**Problem**
Transcribe the part of the text about Ross's career, starting at "During his highly" and ending at "160 scientific publications.".

**Text block**

The findings on the impact of CO2 emissions (and resulting ocean acidification) on marine animals, presented to the UN Climate Change Meeting in Paris in 2015, gave the marine environment a real voice at this international forum for the first time. “It has since become a big factor in the deliberations of the IPCC on climate change,” Ross says. “I am rather proud of that; that it’s continuing to be influential.”

During his highly influential career, Ross has held research, management and diplomatic positions at ANSTO and the Australian High Commission in London and has authored more than 160 scientific publications.

“I have always had a fascination with biology,” he says. “When I was 16 I read On the Origin of Species by Charles Darwin and a book about conservation in Africa (Serengeti Shall Not Die, by Bernard Grzimek). I wouldn’t say I understood it all, but it resonated with me. Everything I have done since has been guided by biological theory, conservation, biodiversity preservation and how we can live in a sustainable way to the benefit of everybody, especially the people.”

Saved data entries:
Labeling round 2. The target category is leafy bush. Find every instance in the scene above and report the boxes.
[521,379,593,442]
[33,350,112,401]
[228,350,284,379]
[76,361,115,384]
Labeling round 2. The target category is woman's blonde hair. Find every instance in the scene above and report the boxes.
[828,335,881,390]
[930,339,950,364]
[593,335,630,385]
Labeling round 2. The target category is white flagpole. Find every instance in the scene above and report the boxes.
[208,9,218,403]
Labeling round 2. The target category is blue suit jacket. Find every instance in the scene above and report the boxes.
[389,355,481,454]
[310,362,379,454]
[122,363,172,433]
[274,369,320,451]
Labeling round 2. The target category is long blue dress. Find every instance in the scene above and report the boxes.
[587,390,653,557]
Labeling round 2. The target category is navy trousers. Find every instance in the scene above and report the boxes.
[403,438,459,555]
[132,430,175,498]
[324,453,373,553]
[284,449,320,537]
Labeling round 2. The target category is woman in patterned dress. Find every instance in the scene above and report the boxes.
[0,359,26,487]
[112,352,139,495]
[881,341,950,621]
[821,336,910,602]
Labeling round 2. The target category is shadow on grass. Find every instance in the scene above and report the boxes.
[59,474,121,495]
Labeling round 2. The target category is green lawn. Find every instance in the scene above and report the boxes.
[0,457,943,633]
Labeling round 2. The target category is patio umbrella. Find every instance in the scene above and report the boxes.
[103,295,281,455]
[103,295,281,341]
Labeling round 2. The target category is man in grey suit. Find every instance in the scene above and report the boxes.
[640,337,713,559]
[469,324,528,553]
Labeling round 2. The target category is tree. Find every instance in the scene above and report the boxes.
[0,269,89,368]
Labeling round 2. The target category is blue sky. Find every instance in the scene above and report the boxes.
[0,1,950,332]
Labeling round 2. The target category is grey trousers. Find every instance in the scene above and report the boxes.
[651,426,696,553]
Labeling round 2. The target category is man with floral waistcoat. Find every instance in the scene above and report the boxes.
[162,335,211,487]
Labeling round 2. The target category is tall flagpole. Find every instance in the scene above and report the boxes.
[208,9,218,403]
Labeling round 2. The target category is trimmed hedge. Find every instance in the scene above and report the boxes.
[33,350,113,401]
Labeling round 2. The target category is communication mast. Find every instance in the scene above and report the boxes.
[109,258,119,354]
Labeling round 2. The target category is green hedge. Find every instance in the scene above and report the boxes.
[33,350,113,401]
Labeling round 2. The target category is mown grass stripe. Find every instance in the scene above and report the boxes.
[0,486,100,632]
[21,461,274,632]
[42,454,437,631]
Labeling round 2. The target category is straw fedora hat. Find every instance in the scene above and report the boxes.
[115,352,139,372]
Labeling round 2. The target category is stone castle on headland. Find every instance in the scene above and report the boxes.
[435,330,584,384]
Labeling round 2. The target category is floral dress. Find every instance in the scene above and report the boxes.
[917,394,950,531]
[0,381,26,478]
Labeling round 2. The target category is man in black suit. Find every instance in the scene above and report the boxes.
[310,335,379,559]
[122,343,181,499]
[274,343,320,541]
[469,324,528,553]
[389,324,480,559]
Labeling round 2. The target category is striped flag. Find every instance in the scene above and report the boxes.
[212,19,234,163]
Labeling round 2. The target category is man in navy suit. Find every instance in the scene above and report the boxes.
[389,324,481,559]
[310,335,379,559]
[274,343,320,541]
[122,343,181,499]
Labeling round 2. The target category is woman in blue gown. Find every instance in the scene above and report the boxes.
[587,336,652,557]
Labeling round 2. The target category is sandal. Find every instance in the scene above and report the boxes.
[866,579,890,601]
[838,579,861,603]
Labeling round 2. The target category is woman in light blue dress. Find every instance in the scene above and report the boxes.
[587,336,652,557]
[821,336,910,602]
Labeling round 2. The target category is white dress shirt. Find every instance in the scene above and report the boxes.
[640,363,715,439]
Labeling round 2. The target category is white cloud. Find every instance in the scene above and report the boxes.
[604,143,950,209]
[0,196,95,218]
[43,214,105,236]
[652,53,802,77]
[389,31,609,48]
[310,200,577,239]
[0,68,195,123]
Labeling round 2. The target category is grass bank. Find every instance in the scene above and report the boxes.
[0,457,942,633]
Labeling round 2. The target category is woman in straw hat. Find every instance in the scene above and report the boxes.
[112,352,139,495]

**Solution below**
During his highly influential career, Ross has held research, management and diplomatic positions at ANSTO and the Australian High Commission in London and has authored more than 160 scientific publications.